Desafio 1
Responda com base no trecho fornecido:
(a) A quem pertencia o pelo apresentado como evidência física de Gef?
(b) Em que ano Nandor Fodor visitou Doarlish Cashen?
(c) Que evento misterioso atribuído a Gef por moradores da região o trecho dá como exemplo?

Trecho fornecido
Os motivos são claros. Gef se recusava terminantemente a se deixar ver ao vivo, ou fotografar com clareza. As únicas testemunhas frequentes e consistentes das proezas de Gef eram os Irvings. Na maioria esmagadora dos casos em que a voz do mangusto se fazia ouvir de forma clara por terceiros, visitantes ou investigadores, pelo menos uma das mulheres da família (Maggie ou Voirrey) estava ausente da cena, fechada em algum outro aposento ou, supostamente, fora da casa. Analisadas, as evidências físicas de Gef (tufos de pelo, pegadas) mostraram-se falsas – o pelo pertencia a um cão que morava na fazenda, e as pegadas eram fabricações. Outros feitos extraordinários de Gef, como “adivinhar” se uma moeda havia caído cara ou coroa, podiam ser facilmente simulados com truques simples de mágica. Price e Lambert também citam o relato de um jornalista que, tendo visitado a fazenda em 1932, flagrou Voirrey simulando a voz de Gef para tentar enganá-lo.

Nandor Fodor, que visitou Doarlish Cashen em 1937 e cuja passagem pela fazenda é ficcionalizada no filme, chegou à conclusão diametralmente oposta. “Enganação deliberada por parte da família é inconcebível como solução para o mistério”, escreve ele em seu livro “Haunted People” (“Gente Assombrada”). “Que ‘alguma coisa’ chamada Gef existe e fala, considero provado”. Seria Gef realmente um animal falante? “Todas as probabilidades são contra, mas toda a evidência é a favor”, sentencia Fodor.

E que “evidência” seria essa? Os mesmos testemunhos que Price e Lambert haviam considerado suspeitos ou inconclusivos, além de histórias de moradores da região que atribuíam toda sorte de evento misterioso (o roubo do almoço de um mecânico da garagem de ônibus, por exemplo) a Gef, e informações que Gef teria passado aos Irvings sobre acontecimentos da ilha que a família “não teria como saber” (Price e Lambert também citam alguns casos assim, mas notam que, em vários deles, Gef estava errado em suas fofocas, o que sugere invencionice baseada em tentativa e erro).

No fim, Fodor considera uma impossibilidade neurológica e anatômica – um mangusto (ou doninha, ou furão) capaz de processar linguagem como um ser humano e se expressar com voz humana – mais aceitável do que a hipótese de fraude por parte da família Irving, auxiliada por vieses cognitivos simples e pelo poder da sugestão: uma vez introduzida ideia do mangusto mágico no imaginário da população local, por que não atribuir a ele todo e qualquer evento estranho, aparentemente inexplicável ou travessura de autoria incerta?

Mas afirmar a realidade do animal falante foi apenas a primeira solução proposta por Nandor Fodor para o caso. Anos mais tarde, ele revisaria a conclusão, agora com um forte toque freudiano.

Material fornecido
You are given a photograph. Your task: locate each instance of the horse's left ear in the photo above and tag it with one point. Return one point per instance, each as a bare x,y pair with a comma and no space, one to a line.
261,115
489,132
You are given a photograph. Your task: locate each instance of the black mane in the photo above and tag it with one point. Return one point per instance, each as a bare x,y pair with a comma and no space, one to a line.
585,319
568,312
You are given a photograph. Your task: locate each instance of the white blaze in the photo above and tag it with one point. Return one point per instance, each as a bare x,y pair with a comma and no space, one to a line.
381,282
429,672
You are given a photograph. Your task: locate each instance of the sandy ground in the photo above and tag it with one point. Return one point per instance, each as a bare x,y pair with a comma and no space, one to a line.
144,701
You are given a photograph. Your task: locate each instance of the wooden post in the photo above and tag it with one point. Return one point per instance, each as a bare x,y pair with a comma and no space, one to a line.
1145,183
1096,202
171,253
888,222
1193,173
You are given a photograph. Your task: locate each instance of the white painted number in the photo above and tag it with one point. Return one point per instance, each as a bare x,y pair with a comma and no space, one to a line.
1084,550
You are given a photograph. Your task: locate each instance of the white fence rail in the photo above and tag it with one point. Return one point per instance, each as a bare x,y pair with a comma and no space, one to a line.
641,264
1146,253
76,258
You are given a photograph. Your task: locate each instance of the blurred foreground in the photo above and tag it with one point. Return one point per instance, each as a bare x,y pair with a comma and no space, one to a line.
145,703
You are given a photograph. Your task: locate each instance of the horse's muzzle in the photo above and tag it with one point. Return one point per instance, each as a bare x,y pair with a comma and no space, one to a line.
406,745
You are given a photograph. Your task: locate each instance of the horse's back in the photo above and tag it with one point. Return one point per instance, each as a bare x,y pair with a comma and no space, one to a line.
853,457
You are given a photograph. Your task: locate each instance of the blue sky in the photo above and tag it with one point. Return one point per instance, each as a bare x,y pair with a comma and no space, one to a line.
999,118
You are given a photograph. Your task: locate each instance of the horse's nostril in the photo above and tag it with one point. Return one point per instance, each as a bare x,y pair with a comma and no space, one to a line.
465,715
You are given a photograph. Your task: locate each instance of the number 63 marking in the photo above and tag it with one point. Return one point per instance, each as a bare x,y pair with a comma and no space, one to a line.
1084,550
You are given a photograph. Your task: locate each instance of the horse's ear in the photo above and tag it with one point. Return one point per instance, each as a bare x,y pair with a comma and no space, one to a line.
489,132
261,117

Desafio 2
Converta em CSV de duas colunas, enunciado e resposta, as entradas que começam na linha que contém "the horse's back" e terminam no fim das entradas, ambas as extremidades incluídas. Gere uma linha por entrada, com cada campo entre aspas e as quebras de linha trocadas por espaços.

Resposta escrita 1
(a) A um cão que morava na fazenda.
(b) Em 1937.
(c) O roubo do almoço de um mecânico da garagem de ônibus.

Resposta escrita 2
enunciado,resposta
"You are given a photograph. Your task: locate each instance of the horse's back in the photo above and tag it with one point. Return one point per instance, each as a bare x,y pair with a comma and no space, one to a line.","853,457"
"You are given a photograph. Your task: locate each instance of the blue sky in the photo above and tag it with one point. Return one point per instance, each as a bare x,y pair with a comma and no space, one to a line.","999,118"
"You are given a photograph. Your task: locate each instance of the horse's nostril in the photo above and tag it with one point. Return one point per instance, each as a bare x,y pair with a comma and no space, one to a line.","465,715"
"You are given a photograph. Your task: locate each instance of the number 63 marking in the photo above and tag it with one point. Return one point per instance, each as a bare x,y pair with a comma and no space, one to a line.","1084,550"
"You are given a photograph. Your task: locate each instance of the horse's ear in the photo above and tag it with one point. Return one point per instance, each as a bare x,y pair with a comma and no space, one to a line.","489,132 261,117"